The input section start
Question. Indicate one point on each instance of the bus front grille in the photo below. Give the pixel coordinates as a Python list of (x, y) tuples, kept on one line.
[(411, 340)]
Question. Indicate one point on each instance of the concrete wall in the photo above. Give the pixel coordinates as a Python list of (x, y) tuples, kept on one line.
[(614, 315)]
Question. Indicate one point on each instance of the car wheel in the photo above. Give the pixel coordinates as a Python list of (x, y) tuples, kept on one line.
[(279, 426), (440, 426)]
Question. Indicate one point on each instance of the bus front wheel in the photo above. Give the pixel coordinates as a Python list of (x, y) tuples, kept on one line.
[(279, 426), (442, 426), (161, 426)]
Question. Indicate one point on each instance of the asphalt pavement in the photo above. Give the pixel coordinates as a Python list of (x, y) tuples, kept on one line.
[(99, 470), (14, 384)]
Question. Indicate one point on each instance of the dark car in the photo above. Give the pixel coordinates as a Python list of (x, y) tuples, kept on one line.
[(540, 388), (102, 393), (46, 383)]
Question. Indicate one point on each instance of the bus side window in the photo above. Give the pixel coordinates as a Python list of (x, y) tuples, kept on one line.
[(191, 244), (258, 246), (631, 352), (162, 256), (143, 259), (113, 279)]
The input section end
▶ _Exercise brief_: The response should be a verbatim transcription of the data.

▶ _Task solution_:
Question. Indicate one point on each instance of the bus front grille in the photo below. Give the pixel coordinates as a Python list of (x, y) tuples, kept on one line.
[(411, 340)]
Question. Indicate one point on each instance of the concrete wall in the photo above. Give the pixel coordinates as a Python list of (x, y) tuples, kept on one line.
[(614, 315)]
Question. Indicate one point on each instance of the car wheel in the photo above. Give the pixel coordinates as a Python list of (x, y) tuples, kept on one line.
[(279, 426), (440, 426)]
Question. Indicate one point on each instance of the bus front wheel in the photo above. Give the pixel coordinates as a Python list of (x, y) tuples, kept on one line.
[(279, 426), (442, 426), (161, 426)]
Question. Indicate one point on each instance of the asphalt pavement in the photo above. Give the pixel coordinates as a Python list of (x, y) tuples, kept on one line.
[(99, 470), (14, 384)]
Question. Indicate one point on each instance of the dark car in the photo above. Give the pixel coordinates as a Python list of (x, y) tuples, kept on one line.
[(540, 388), (102, 393), (46, 383)]
Question. Indicate one point on each instance of the bus side window in the photo above. Give the pixel coordinates as a Python list of (x, y) tuples, kept on one line.
[(191, 244), (258, 246), (631, 352), (162, 256), (143, 259), (113, 279)]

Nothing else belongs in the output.